— WHAT NEEDS TO BE DONE —
Write out each of the records below verbatim, changing nothing.

— EXERCISE MATERIAL —
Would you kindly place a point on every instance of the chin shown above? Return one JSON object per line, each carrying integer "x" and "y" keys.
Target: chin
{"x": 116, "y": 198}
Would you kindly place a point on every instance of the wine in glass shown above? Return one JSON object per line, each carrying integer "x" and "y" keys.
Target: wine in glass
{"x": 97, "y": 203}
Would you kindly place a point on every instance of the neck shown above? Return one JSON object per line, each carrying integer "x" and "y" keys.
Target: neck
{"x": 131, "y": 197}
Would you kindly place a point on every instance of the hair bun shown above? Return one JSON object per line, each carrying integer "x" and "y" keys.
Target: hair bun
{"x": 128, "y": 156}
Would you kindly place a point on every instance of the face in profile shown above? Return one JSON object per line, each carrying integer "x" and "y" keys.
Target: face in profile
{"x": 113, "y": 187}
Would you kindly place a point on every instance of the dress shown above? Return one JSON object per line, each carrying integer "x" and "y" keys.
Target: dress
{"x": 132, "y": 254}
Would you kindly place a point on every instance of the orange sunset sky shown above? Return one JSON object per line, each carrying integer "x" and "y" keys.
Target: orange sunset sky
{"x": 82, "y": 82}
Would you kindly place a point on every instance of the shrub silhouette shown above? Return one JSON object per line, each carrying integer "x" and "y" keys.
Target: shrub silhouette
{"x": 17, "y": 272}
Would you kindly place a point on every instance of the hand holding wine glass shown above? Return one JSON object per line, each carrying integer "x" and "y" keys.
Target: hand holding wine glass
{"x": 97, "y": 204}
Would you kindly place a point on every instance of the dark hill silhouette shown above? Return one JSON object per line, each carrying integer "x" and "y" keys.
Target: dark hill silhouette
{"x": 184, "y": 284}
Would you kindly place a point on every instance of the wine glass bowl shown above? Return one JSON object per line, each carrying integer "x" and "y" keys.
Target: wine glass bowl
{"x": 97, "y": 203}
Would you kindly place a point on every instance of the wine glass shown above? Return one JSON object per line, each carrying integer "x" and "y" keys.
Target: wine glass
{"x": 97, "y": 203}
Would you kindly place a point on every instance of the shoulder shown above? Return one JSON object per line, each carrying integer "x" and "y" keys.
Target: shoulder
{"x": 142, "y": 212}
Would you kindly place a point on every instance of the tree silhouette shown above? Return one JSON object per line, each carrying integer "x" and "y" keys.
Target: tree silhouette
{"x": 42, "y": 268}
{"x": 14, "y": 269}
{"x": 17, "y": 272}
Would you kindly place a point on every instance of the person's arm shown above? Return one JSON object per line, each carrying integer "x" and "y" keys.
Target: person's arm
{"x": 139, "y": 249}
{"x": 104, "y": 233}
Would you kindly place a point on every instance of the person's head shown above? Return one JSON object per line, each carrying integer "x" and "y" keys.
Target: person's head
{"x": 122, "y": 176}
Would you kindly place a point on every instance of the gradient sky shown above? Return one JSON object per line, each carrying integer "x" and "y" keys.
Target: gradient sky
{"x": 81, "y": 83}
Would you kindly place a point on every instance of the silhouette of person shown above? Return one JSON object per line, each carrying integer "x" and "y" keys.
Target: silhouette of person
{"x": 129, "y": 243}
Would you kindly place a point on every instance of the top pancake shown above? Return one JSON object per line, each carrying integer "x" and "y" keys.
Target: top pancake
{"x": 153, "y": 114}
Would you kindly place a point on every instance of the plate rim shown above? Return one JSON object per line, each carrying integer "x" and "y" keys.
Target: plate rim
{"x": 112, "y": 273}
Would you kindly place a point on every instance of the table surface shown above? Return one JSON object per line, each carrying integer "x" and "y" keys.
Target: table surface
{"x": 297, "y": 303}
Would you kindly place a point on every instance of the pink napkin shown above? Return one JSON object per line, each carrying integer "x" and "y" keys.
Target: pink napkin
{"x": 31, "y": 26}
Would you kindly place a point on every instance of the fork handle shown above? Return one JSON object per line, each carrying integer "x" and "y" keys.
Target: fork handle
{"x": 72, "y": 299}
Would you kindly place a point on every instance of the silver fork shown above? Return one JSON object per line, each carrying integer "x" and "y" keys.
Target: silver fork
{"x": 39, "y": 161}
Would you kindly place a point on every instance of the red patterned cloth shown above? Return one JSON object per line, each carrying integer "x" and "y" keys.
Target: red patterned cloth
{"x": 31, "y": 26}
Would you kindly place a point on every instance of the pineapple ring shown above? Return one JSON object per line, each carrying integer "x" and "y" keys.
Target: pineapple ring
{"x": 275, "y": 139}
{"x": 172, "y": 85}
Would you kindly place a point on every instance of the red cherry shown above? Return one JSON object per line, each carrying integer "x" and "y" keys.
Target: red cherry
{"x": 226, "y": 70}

— RESPONSE FOR THIS EXERCISE —
Would you kindly place a point on every instance of the chin shown above? Return one JSON object per line, each carrying integer "x" and "y" keys.
Target: chin
{"x": 116, "y": 198}
Would you kindly place a point on every instance of the wine in glass shown above? Return one JSON object per line, each carrying integer "x" and "y" keys.
Target: wine in glass
{"x": 97, "y": 203}
Would you kindly place a point on every instance of the neck shown above? Return one JSON object per line, each carrying integer "x" and "y" keys.
Target: neck
{"x": 131, "y": 197}
Would you kindly place a point on every instance of the hair bun shown above? Return one JSON object per line, each carrying integer "x" and "y" keys.
Target: hair bun
{"x": 128, "y": 156}
Would you kindly place a point on every instance of the face in profile shown above? Return one JSON object per line, each carrying integer "x" and "y" keys.
Target: face in profile
{"x": 113, "y": 187}
Would you kindly place a point on every instance of the dress shown above? Return one JSON object per line, each carrying integer "x" and "y" keys.
Target: dress
{"x": 132, "y": 254}
Would you kindly place a point on every instance of the orange sunset sky shown above? Return one JSON object per line, each carrying integer "x" and "y" keys.
Target: orange sunset sky
{"x": 82, "y": 82}
Would you kindly place a point on every instance of the shrub silhouette shown above? Return one JSON object per line, each carrying integer "x" and "y" keys.
Target: shrub silhouette
{"x": 17, "y": 272}
Would you kindly place a point on every instance of the hand holding wine glass shown above? Return one JSON object per line, each carrying integer "x" and "y" keys.
Target: hand holding wine glass
{"x": 97, "y": 204}
Would you kindly place a point on every instance of the dark hill silhouette shown above? Return one JSON object per line, each carrying integer "x" and "y" keys.
Target: dark hill silhouette
{"x": 184, "y": 284}
Would you kindly place a point on every instance of the wine glass bowl shown above? Return one JSON object per line, each carrying integer "x" and "y" keys.
Target: wine glass bowl
{"x": 97, "y": 203}
Would you kindly place a point on every instance of the wine glass shown above? Return one JSON object per line, each carrying integer "x" and "y" keys.
Target: wine glass
{"x": 97, "y": 203}
Would you kindly place a point on every instance of the shoulder shown above? Return one JSON object per line, each carrying integer "x" and "y" keys.
Target: shoulder
{"x": 142, "y": 212}
Would you kindly place a point on every instance of the tree silhouette shown above? Return one JSON object per line, each carrying integer "x" and "y" keys.
Target: tree silhouette
{"x": 42, "y": 268}
{"x": 14, "y": 269}
{"x": 17, "y": 272}
Would you kindly place a point on every instance of the person's arm shown above? Return one JSON object per line, each carrying integer "x" and "y" keys.
Target: person's arm
{"x": 139, "y": 249}
{"x": 104, "y": 233}
Would you kindly place a point on every instance of the person's head shown above? Return one JSON object per line, each carrying integer "x" and "y" keys.
Target: person's head
{"x": 122, "y": 176}
Would you kindly place a point on every instance of the gradient sky shown above? Return one JSON object per line, each carrying integer "x" and "y" keys.
Target: gradient sky
{"x": 81, "y": 83}
Would you kindly place a point on every instance of the silhouette of person shown above? Return one JSON object per line, each carrying integer "x" and "y" keys.
Target: silhouette of person
{"x": 129, "y": 243}
Would you kindly place a point on every instance of the top pancake shown above? Return one JSON object per line, each carrying integer "x" and "y" keys.
Target: top pancake
{"x": 153, "y": 114}
Would you kindly place a point on every instance of the plate rim shown above? Return one JSON object per line, each carrying integer "x" and "y" keys.
Target: plate rim
{"x": 112, "y": 273}
Would you kindly place a point on every instance of the table surface shown above? Return one JSON object per line, each carrying integer "x" and "y" keys.
Target: table surface
{"x": 297, "y": 303}
Would you kindly place a point on every instance of the pink napkin shown above? Return one JSON object per line, each carrying integer "x" and "y" keys.
Target: pink napkin
{"x": 31, "y": 26}
Would you kindly place a point on every instance of the fork handle shown above? Return one JSON object per line, each carrying integer "x" and "y" keys.
Target: fork handle
{"x": 72, "y": 299}
Would you kindly place a point on every instance of the silver fork shown above? Return one JSON object per line, each carrying integer "x" and "y" keys.
Target: silver fork
{"x": 39, "y": 161}
Would you kindly place a point on every instance of the red patterned cloth shown above? Return one JSON object per line, each carrying integer "x" and "y" keys.
Target: red patterned cloth
{"x": 31, "y": 26}
Would you kindly place a point on every instance of the pineapple ring shown above? Return one JSON object per line, each carrying integer "x" and "y" keys.
Target: pineapple ring
{"x": 275, "y": 139}
{"x": 172, "y": 85}
Would you kindly place a point on every instance of the red cherry shown above? Return one JSON object per line, each carrying integer "x" and "y" keys.
Target: red cherry
{"x": 226, "y": 70}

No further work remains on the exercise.